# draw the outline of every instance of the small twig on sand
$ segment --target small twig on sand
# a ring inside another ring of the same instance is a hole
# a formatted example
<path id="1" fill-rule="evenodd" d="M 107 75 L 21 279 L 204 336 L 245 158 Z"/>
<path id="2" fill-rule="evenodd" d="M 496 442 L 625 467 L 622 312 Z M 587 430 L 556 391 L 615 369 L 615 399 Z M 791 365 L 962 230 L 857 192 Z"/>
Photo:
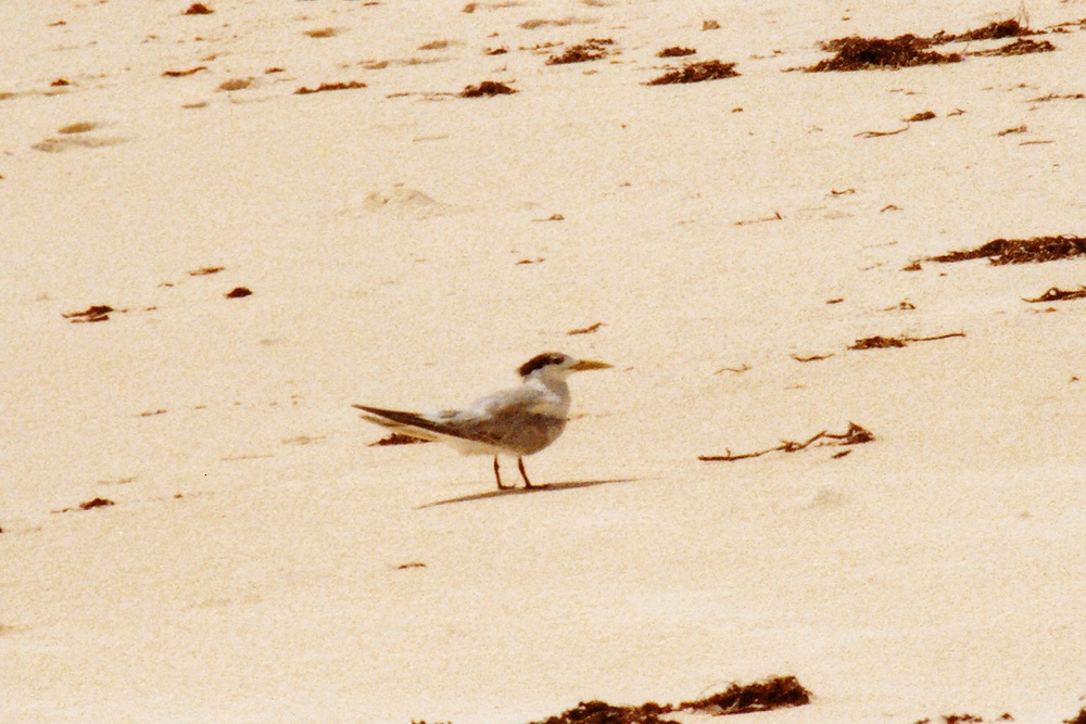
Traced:
<path id="1" fill-rule="evenodd" d="M 866 336 L 862 340 L 856 340 L 856 343 L 848 345 L 848 348 L 885 350 L 886 347 L 904 347 L 910 342 L 934 342 L 935 340 L 948 340 L 951 336 L 965 336 L 965 332 L 950 332 L 935 336 Z"/>
<path id="2" fill-rule="evenodd" d="M 1081 300 L 1086 297 L 1086 287 L 1082 289 L 1060 289 L 1058 287 L 1052 287 L 1050 290 L 1041 294 L 1035 300 L 1027 300 L 1022 297 L 1023 302 L 1062 302 L 1064 300 Z"/>
<path id="3" fill-rule="evenodd" d="M 826 432 L 822 430 L 817 435 L 812 435 L 806 442 L 797 443 L 791 440 L 783 441 L 776 447 L 770 447 L 765 450 L 757 450 L 755 453 L 745 453 L 743 455 L 732 455 L 731 450 L 725 450 L 724 455 L 698 455 L 698 460 L 706 460 L 710 462 L 716 461 L 727 461 L 732 462 L 734 460 L 746 460 L 748 458 L 756 458 L 768 453 L 797 453 L 801 449 L 806 449 L 819 441 L 831 441 L 825 442 L 823 445 L 861 445 L 863 443 L 870 443 L 875 436 L 868 430 L 856 424 L 855 422 L 848 423 L 848 430 L 842 434 L 834 434 L 832 432 Z M 821 447 L 821 445 L 819 446 Z"/>

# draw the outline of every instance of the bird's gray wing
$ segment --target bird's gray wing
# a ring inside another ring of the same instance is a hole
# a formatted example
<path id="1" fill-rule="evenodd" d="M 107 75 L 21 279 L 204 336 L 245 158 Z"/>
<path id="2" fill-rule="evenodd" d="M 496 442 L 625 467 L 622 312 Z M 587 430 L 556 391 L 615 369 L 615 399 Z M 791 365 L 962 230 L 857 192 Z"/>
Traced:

The task -> Print every one of the lines above verbatim, but omit the pictures.

Written reply ->
# draw the outline of every instance of the small twig on sand
$ segment --target small twig on sand
# a ring inside another ring of the same instance is a hole
# a formatted example
<path id="1" fill-rule="evenodd" d="M 107 75 L 21 279 L 204 336 L 245 158 Z"/>
<path id="2" fill-rule="evenodd" d="M 496 442 L 625 467 L 622 312 Z M 587 430 L 556 391 L 615 369 L 615 399 Z M 791 365 L 962 230 L 857 192 Z"/>
Photo:
Traced:
<path id="1" fill-rule="evenodd" d="M 866 336 L 862 340 L 856 340 L 856 343 L 848 345 L 848 348 L 885 350 L 886 347 L 904 347 L 910 342 L 934 342 L 935 340 L 948 340 L 951 336 L 965 336 L 965 332 L 950 332 L 935 336 Z"/>
<path id="2" fill-rule="evenodd" d="M 1081 300 L 1086 297 L 1086 287 L 1082 289 L 1060 289 L 1058 287 L 1052 287 L 1050 290 L 1041 294 L 1035 300 L 1027 300 L 1022 297 L 1023 302 L 1062 302 L 1064 300 Z"/>
<path id="3" fill-rule="evenodd" d="M 826 432 L 822 430 L 817 435 L 812 435 L 806 442 L 797 443 L 791 440 L 783 441 L 776 447 L 770 447 L 765 450 L 757 450 L 755 453 L 745 453 L 743 455 L 732 455 L 731 450 L 725 450 L 724 455 L 698 455 L 698 460 L 706 460 L 710 462 L 716 461 L 727 461 L 732 462 L 734 460 L 746 460 L 748 458 L 756 458 L 768 453 L 797 453 L 801 449 L 806 449 L 819 441 L 831 441 L 825 442 L 823 445 L 861 445 L 863 443 L 870 443 L 875 436 L 868 430 L 856 424 L 855 422 L 848 423 L 848 430 L 842 434 L 834 434 L 832 432 Z M 821 447 L 821 445 L 819 446 Z"/>

# draw the outline of every instance of the bird's gray wing
$ segment --target bird's gray wing
# a ring inside another ring of the same instance is a hole
# a formatted example
<path id="1" fill-rule="evenodd" d="M 107 75 L 21 279 L 204 336 L 245 158 Z"/>
<path id="2" fill-rule="evenodd" d="M 496 442 L 625 467 L 622 312 Z M 587 430 L 556 391 L 615 369 L 615 399 Z M 791 365 L 962 230 L 857 192 Z"/>
Traced:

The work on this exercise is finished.